### SOURCE TEXT
————————
June 23, 2010

White Flag.

sometimes,

before stepping into a battlefield

you'll feel all hyped up

all excited and full of spirit

and you actually believe that you kinda sorta maybe probably can actually win this battle...

....until u meet the enemy.

and the first thought that came to your mind is

"how can i compete with her?"

sadis.

June 19, 2010

Daddy's Little Girl.



The best picture of me and my dad :)

Happy Father's Day
I Love You.

June 17, 2010

Anyway.

I know no matter how we put it, no matter what the reason is, a lie is still a lie. But we have to admit that there are certain kind of lies that we choose to believe for personal reason: 1. Like how my dad always end our phone conversation with "okei i'll call you later" but he almost never will. But i believe him anyway. 2. Or like when someone says they miss you, but it seems unlikely, but because it makes you feel good, you believe them anyway. 3. Or when you have a problem, people will tell u "Dont worry, everything will be fine". Now u know that that person couldnt possibly know what the future holds, but it calms you down, So u believe it anyway.

June 11, 2010

Hate That I Love You.

"You know just what to do
So I can't stay mad at you,
For too long, that's wrong.."

it's either i'm plain stupid

or

what we have going on between us here is just pure magic.

"One of these days maybe your magic won't affect me
And your kiss won't make me weak
But no one in this world knows me the way you know me
So you'll probably always have a spell on me..."
-Rihanna-

June 9, 2010

Hurt.

"With a broken heart that's still beating...
...I'm barely holding on to you."
-Lifehouse-

i am not even mad anymore.

i am beyond that.

i am hurt.

how hard is it to remember that i too, have feelings.

i'm just a girl.

just a girl.

"I can't explain why it's not enough,
'coz I gave it all to you..."
-James Morrison-

June 6, 2010

Fame.

I think i read this in some novel before
"Are we miserable because we listened to sad songs, or we listen to sad songs because we're miserable?"
Maybe it works both way.

Random thoughts from mua.
————————
### RECORDS PROVIDED

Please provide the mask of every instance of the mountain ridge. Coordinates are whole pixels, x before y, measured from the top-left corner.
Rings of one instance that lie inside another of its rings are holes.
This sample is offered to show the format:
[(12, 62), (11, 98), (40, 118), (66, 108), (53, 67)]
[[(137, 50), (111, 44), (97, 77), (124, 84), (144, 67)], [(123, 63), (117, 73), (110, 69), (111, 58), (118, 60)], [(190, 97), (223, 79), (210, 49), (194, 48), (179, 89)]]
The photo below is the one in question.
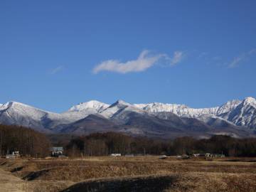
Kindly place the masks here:
[[(90, 119), (86, 119), (87, 117)], [(90, 128), (92, 126), (95, 132), (116, 130), (164, 135), (164, 130), (166, 134), (175, 132), (184, 134), (204, 132), (208, 134), (223, 131), (239, 137), (245, 135), (240, 132), (242, 129), (256, 130), (256, 100), (248, 97), (242, 101), (234, 100), (218, 107), (199, 109), (160, 102), (130, 104), (119, 100), (108, 105), (91, 100), (74, 105), (63, 113), (11, 101), (0, 105), (0, 123), (28, 127), (46, 132), (61, 132), (62, 129), (63, 132), (73, 132), (73, 129), (74, 132), (88, 133), (93, 131)]]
————————
### APPLY WHAT YOU READ
1: Answer these questions about the blog posts:
(a) In the June 17, 2010 post, what line does the writer's dad use to end their phone conversations?
(b) Which artist is credited after the lines beginning "One of these days maybe your magic won't affect me"?
(c) According to the June 6, 2010 post, what question did the writer read in a novel?
2: Carry the blog posts on past their final line, "Random thoughts from mua."

### EXERCISE RESULTS
1:
(a) "okei i'll call you later"
(b) Rihanna
(c) "Are we miserable because we listened to sad songs, or we listen to sad songs because we're miserable?"

2:
  • i wish i could bark for myself sometimes. i wish my defense mechanism is punching someone in the face and not being the one ending up in tears. this is another trait that i failed to inherit from my family. see if someone were to treat my brother or sister wrongly, they would surely go after that person. they wouldn't be afraid to tell them off. I on the other hand would love to do that, but when I'm mad, my anger turns into useless tears. which would leave me looking like a fool.
  • which reminds me of what meg ryan said in the movie You've Got Mail. She wished she could say the exact things that she wanted to say, at the exact moment she wanted to say it. but then again, when she finally had the chance, she felt really awful about it.
  • anywayyyy...guess i could cross out obstetric and gynaecology out of my list! things i liked about it, is the look on the husbands face when their wives are having the babies. u can see all kinds of reactions. there are calm, cool and collected ones. those who look more panic than the wife. and my personal favourite, the "o'oh i did this to my wife"look. :))
  • i'm starting to think my sarcasm is a disease.
  • humans are forgetful creatures. women know how much it hurts to be in labor, and yet they get pregnant again after that. *still in obsgyn mode*. ppl know how much it hurts to fall out of love, but they fall right back in again after that.
  • i'm just saying that i know how it feels like to lose yourself in a moment of weakness, where nothing else matters but that moment that you are in.
  • sometimes we stand too close to someone that we fail to see what lies beyond and totally missed the bigger picture.
  • let me close with a quote between a married couple from a TV show i saw yesterday,

" I get it that she's your bestfriend. But there'll come a time when you just
can't have a girl as your bestfriend anymore, because there's a much more
important girl in your life, your wife."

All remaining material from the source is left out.